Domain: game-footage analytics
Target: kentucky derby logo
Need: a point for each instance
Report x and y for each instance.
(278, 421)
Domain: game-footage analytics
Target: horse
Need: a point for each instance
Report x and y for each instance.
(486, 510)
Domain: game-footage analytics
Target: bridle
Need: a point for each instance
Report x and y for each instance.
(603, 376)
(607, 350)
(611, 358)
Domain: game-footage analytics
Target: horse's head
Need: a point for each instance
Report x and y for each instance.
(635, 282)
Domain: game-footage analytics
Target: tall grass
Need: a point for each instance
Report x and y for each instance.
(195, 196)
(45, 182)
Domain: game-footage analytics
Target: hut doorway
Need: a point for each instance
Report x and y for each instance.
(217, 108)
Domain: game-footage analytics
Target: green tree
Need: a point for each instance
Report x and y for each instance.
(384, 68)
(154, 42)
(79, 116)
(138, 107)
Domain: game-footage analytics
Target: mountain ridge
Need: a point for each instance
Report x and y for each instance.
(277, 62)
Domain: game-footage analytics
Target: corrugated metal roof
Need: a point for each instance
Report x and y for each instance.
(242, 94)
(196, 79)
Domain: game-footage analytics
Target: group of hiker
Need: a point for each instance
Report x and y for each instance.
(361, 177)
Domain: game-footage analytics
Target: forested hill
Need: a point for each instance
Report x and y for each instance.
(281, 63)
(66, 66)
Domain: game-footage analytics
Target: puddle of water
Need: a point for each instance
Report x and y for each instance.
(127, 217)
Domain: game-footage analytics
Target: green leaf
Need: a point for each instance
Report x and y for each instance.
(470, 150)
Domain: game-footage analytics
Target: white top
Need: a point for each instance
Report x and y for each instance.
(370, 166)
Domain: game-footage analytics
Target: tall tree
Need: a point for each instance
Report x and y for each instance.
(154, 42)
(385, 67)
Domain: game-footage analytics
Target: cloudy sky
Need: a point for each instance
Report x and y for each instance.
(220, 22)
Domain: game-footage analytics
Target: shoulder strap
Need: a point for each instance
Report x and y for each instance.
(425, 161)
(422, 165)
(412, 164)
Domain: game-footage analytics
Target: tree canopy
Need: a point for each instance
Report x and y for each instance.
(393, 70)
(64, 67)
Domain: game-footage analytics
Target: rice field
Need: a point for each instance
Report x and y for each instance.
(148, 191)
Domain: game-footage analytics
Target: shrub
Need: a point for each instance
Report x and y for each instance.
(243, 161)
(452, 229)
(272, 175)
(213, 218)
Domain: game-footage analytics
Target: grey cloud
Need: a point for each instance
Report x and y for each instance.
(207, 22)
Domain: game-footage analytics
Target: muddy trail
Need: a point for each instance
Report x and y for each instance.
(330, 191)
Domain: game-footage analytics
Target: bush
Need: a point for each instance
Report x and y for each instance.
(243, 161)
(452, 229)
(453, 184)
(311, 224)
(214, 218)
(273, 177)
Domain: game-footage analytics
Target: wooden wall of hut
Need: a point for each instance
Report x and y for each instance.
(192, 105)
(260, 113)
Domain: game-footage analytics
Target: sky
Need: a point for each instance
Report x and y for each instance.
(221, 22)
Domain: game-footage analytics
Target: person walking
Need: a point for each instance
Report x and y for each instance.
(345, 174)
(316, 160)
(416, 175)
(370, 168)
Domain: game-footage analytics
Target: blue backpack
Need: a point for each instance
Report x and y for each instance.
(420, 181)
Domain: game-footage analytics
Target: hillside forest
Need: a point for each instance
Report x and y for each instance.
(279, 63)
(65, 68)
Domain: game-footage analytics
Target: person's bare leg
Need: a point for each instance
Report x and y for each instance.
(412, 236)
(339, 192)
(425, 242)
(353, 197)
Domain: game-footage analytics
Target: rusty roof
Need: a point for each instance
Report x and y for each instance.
============================================================
_Exercise objective_
When a line in the listing has the word "tree", return that line.

_Exercise result_
Target: green tree
Target: tall tree
Target: tree canopy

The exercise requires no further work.